[[ Raw data open ]]

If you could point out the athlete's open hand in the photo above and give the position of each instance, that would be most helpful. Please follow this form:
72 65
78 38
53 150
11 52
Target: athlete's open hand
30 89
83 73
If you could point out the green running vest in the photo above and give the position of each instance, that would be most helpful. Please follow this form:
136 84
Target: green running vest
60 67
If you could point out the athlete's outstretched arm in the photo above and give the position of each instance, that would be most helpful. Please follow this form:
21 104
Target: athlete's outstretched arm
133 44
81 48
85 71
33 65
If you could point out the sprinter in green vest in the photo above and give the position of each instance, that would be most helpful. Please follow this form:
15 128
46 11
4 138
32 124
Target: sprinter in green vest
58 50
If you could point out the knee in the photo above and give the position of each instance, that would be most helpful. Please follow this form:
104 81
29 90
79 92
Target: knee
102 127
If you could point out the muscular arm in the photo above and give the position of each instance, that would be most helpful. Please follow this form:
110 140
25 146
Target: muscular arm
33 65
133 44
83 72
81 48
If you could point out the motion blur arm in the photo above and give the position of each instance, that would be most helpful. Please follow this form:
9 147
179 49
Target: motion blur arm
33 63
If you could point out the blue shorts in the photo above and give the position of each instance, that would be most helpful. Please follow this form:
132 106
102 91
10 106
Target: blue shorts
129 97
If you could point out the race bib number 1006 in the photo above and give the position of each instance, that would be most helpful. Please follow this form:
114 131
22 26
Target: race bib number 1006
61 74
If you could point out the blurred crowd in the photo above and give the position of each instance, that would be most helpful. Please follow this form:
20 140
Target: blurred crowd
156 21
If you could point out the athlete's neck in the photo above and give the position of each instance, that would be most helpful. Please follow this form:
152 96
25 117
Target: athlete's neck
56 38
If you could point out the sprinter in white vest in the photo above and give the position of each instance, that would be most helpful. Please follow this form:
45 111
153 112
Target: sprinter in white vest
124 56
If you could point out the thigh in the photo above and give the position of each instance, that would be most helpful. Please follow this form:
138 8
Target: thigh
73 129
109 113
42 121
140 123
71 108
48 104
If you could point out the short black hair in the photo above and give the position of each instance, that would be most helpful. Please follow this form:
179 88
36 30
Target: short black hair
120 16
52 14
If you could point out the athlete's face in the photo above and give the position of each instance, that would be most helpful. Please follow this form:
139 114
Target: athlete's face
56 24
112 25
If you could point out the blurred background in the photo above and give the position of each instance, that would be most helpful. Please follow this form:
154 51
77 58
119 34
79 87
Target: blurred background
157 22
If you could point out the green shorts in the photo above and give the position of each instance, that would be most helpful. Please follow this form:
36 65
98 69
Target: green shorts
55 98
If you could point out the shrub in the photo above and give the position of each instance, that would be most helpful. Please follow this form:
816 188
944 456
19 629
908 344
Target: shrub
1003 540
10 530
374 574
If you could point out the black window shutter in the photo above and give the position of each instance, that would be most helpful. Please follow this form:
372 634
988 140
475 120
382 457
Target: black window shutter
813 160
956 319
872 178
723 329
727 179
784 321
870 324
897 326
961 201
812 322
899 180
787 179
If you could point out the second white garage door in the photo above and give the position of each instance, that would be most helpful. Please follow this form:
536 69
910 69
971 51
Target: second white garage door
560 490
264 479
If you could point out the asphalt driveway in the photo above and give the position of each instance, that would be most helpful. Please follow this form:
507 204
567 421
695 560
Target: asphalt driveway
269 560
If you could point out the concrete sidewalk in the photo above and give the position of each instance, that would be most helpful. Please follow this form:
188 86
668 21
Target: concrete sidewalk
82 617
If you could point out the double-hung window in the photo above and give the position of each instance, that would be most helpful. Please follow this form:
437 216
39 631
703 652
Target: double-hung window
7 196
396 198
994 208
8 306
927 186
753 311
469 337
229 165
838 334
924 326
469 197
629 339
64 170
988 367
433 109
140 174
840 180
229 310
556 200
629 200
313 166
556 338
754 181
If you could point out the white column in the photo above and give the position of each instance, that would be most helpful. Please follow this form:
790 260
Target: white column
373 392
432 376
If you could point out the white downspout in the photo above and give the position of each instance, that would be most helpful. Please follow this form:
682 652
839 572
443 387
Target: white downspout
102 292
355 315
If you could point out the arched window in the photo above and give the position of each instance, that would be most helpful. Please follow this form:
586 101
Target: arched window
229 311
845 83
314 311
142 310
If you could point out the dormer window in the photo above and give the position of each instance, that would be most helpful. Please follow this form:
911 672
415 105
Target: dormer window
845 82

[[ Raw data closed ]]

Retype all of the entries precisely as they are.

If you could point out the athlete's open hand in the photo above and give the position of each instance, that would be most helpful. Please follow this form:
72 65
78 38
53 150
11 52
Target: athlete's open hand
30 89
83 73
If you could point out the green running vest in the photo above and give the position of each instance, that would be most helpful. Please follow this form:
136 84
Target: green running vest
60 67
If you could point out the athlete's outstretched arm in the photo above and give the position of each instance, that would be most helpful. Please follow this form:
21 104
Target: athlete's outstretched arm
133 44
81 48
85 71
33 65
If you could point out the sprinter in green vest in the photo above and give the position of each instance, that would be most helpful. Please follow this form:
15 128
46 11
4 138
32 124
Target: sprinter in green vest
58 50
If you could point out the knee in the photo above and give the position of each instance, that would be most helpful. Please follow this form:
104 81
29 90
79 92
Target: knee
102 127
If you could point out the muscular arm in the photo above and give the position of each instance, that would be most helpful. Please follow this form:
110 140
25 146
Target: muscular arm
33 65
133 44
83 72
81 48
If you could point out the motion blur arm in the photo above and give the position of each instance, that would be most helpful. Please follow this form:
9 147
179 49
Target: motion blur arm
33 63
If you could point out the blue shorts in the photo above and give the position of each instance, that would be most helpful. Please follow this form:
132 106
102 91
10 106
Target: blue shorts
129 97
If you could point out the race bib number 1006 in the photo above and give the position of each instance, that would be most helpful. Please follow this form:
114 131
22 26
Target: race bib number 1006
61 74
If you could point out the blurred crowd in the photo above and give the position of each instance, that would be most helpful. Please follow this form:
20 140
Target: blurred crowd
156 21
If you could point out the athlete's neck in the photo above and give the position of each instance, that would be most helpful. Please follow this form:
152 96
25 117
Target: athlete's neck
56 38
If you could point out the sprinter in white vest in the photo above and give the position of each instance, that would be most helpful. Please follow this form:
45 111
153 112
Target: sprinter in white vest
124 56
If you could point out the thigh in the photo above and give the position of each instance, that would be most helpful. Please follow this form:
138 8
Target: thigh
73 129
109 113
42 121
140 123
71 108
48 104
If you could point out the short black hair in the photo above and give the position of each instance, that would be most helpful. Please follow this form:
179 88
36 30
Target: short black hair
120 16
52 14
If you could point out the athlete's face in the photo above and give the position of each instance, that would be most helpful. Please follow this form:
139 114
Target: athlete's face
56 24
112 25
If you could point out the blurred background in the photo above and give the position of each instance, that would be most helpful. Please follow this form:
154 51
77 58
119 34
79 87
Target: blurred background
157 22
If you could point out the green shorts in the photo above and give the position of each instance, that would be most helpful. Please follow this form:
36 65
98 69
Target: green shorts
55 98
If you could point out the shrub in the photo above and give the position of each instance, that would be most helpful. Please follow this form:
816 188
944 456
19 629
908 344
Target: shrub
1003 540
10 530
374 574
If you could point out the black window shutter in the photo above and give the position of each instance, that would be most helpful. Please follow this form:
372 634
988 140
475 120
382 457
Target: black window shutter
813 160
956 319
872 178
723 329
727 179
784 321
870 324
897 326
961 201
812 322
899 180
787 179
If you could point out the second white garage door in the photo above and give the position of each instance, that would be most helpful. Please follow this form:
536 69
910 69
971 51
Target: second white garage door
560 490
264 479
If you could point out the asphalt driveway in the photo above and give the position of each instance, that would be most helpful. Please follow this form:
507 204
567 421
695 560
Target: asphalt driveway
269 560
If you could point out the concrete sidewalk in the photo above and give the position of each instance, that would be most helpful. Please follow this form:
188 86
668 21
Target: concrete sidewalk
82 617
If you could point out the double-hung window in the photo above and give the position of each instance, that would be most helpful. Please follow this form:
437 216
39 631
703 652
Target: double-hung window
7 196
396 198
994 208
8 306
927 186
753 311
469 337
229 165
838 334
924 326
469 197
629 339
64 170
988 367
433 109
140 174
840 180
229 310
556 200
629 200
313 166
556 338
754 181
If you could point out the white column in the photo above and give the position of each instance, that would be most helpful. Please follow this form:
790 260
Target: white column
373 392
432 376
If you could point out the white downspout in the photo above and give the position of each instance, that would be most helpful. Please follow this form:
682 652
839 572
443 387
Target: white downspout
102 292
355 315
If you could point out the arched window in the photo above and give the position of each instance, that would be most helpful. Please follow this form:
586 101
Target: arched window
229 311
845 83
314 311
142 310
If you could point out the dormer window in the photo above and give the position of each instance, that would be most helpful. Please follow this form:
911 672
415 105
Target: dormer window
845 82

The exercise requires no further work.